>> Begin
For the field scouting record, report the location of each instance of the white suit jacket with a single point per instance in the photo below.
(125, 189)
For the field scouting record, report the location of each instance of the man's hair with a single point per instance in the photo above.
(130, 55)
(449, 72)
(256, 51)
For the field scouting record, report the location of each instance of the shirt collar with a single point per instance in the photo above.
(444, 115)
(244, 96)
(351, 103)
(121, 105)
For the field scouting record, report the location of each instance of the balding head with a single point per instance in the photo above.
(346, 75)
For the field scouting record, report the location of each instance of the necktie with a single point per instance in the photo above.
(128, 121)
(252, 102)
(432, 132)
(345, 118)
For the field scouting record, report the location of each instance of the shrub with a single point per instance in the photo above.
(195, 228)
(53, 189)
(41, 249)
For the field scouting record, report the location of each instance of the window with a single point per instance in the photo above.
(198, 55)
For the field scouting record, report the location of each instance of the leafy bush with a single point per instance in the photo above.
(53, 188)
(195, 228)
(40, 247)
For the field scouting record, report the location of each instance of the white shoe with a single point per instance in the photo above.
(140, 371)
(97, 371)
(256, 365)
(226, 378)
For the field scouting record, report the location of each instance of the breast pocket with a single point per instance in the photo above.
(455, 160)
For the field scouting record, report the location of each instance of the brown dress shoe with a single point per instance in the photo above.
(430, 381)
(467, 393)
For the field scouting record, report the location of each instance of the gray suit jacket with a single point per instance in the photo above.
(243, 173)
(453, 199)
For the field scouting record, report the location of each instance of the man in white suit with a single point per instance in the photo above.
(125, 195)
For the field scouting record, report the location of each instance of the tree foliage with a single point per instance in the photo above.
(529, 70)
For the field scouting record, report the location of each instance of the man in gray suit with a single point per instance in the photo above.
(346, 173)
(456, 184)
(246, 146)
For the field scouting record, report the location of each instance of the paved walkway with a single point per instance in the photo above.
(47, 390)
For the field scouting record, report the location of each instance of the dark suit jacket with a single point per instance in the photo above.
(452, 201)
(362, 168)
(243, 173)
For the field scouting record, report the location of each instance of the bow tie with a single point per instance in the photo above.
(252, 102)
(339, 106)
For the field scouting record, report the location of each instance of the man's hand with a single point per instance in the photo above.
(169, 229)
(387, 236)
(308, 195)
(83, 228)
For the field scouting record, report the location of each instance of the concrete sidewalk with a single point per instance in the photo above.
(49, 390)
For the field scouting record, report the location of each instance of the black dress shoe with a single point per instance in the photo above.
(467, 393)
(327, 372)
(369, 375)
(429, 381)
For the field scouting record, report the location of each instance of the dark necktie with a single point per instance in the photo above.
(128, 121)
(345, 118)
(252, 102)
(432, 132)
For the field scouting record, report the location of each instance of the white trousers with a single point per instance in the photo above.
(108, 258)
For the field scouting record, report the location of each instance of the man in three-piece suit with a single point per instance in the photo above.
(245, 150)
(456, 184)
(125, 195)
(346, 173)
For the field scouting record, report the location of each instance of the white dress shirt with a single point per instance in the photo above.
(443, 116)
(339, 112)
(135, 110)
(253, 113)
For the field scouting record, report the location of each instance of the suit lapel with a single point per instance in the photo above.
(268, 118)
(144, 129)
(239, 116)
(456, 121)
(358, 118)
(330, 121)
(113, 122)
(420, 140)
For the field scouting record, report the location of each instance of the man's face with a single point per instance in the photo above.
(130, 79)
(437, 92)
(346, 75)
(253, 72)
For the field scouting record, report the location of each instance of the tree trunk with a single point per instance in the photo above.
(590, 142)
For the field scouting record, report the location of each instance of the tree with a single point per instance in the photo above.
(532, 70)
>> End
Aim:
Return every record, word for word.

Exercise output:
For the field scouting record, report the location of each instance of the white suit jacket with a single point per instance in the photo below.
(125, 189)
For the field scouting record, report the location of each instance of the man's hair with a single point per instance in the photo above.
(130, 55)
(449, 72)
(256, 51)
For the field scouting record, report the location of each instance of the shirt collar with a single point per instance in the photo above.
(444, 115)
(244, 96)
(351, 103)
(121, 105)
For the field scouting record, report the location of each instance of the balding head with a single point per instance in the photo above.
(346, 75)
For the field scouting record, report the location of each instance of the necktie with a single point per instance in the photo above.
(128, 121)
(252, 102)
(432, 132)
(345, 118)
For the field scouting record, report the location of each instance of the shrub with a single point per instance in the photo above.
(195, 228)
(53, 189)
(41, 249)
For the field scouting record, report the location of each instance of the window with a single point per instance in the photo above.
(198, 55)
For the field scouting record, report the location of each instance of the leafy bush with a single point per instance in the photo above.
(53, 188)
(195, 228)
(40, 247)
For the field scouting record, report the location of each instance of the white shoe with a single point per instance in the photo above.
(140, 371)
(97, 371)
(256, 365)
(226, 378)
For the field scouting record, report the location of each instance of the breast pocket with a single point per instance in the photo above.
(455, 160)
For the field scouting record, report the location of each instance of the brown dress shoe with a single point per instance in the photo above.
(430, 381)
(467, 393)
For the field scouting record, report the location of each instance of the gray suit jacket with a single point per instance in the photo above.
(243, 173)
(453, 199)
For the field scouting record, report the location of each instance of the man in white suit with a single point per instance in the photo above.
(125, 195)
For the field scouting record, report the location of each instance of the tree foliage with a single point per instance in the photo above.
(529, 70)
For the field scouting record, report the location of each instance of the man in gray suit with a single point per instance in the photo above.
(346, 173)
(456, 184)
(246, 146)
For the field scouting record, report the location of each instance of the paved walkway with a single point per instance in the photo above.
(47, 390)
For the field scouting record, report the location of each instance of the dark suit jacket with a single point per instance in the photo above.
(452, 201)
(362, 168)
(243, 173)
For the field scouting record, report the location of each instance of the bow tie with a single point per instance in the photo above.
(252, 102)
(339, 106)
For the field scouting record, report the location of each instance of the man's hand with a single point per instance in the photo above.
(169, 229)
(387, 236)
(308, 195)
(83, 228)
For the field scouting record, report the location of each instance of the concrete sidewalk with a single point per instance in the photo above.
(49, 390)
For the field scouting record, report the location of each instance of the black dress shoe with a single point per instance in the photo above.
(467, 393)
(327, 372)
(369, 375)
(429, 381)
For the field scouting record, report the location of each instance of the dark necktie with a single point per instance in the photo above.
(128, 121)
(345, 118)
(252, 102)
(432, 132)
For the field scouting record, report the location of each instance of the white trousers with a single point per instance in the photo above.
(108, 258)
For the field scouting record, report the location of each instance of the man in three-piece suit with a single point per instance in the photo above.
(245, 150)
(456, 184)
(125, 195)
(346, 173)
For the field scouting record, report the location of each instance of the white dress shirt with a single point per instance in the photo above.
(443, 116)
(339, 112)
(135, 110)
(253, 113)
For the field scouting record, report the location of each instance of the suit lapel with a single point per instance in the photo above.
(268, 118)
(144, 129)
(239, 116)
(456, 121)
(358, 118)
(330, 121)
(113, 122)
(420, 140)
For the field scouting record, report the location of each instance of the man's face with a single point per instance in the photo above.
(130, 79)
(437, 92)
(346, 75)
(253, 72)
For the field scouting record, report the location of each instance of the tree trunk with a single point per instance in the photo above.
(590, 142)
For the field scouting record, report the location of each instance of the tree with a single point per instance in the photo above.
(532, 70)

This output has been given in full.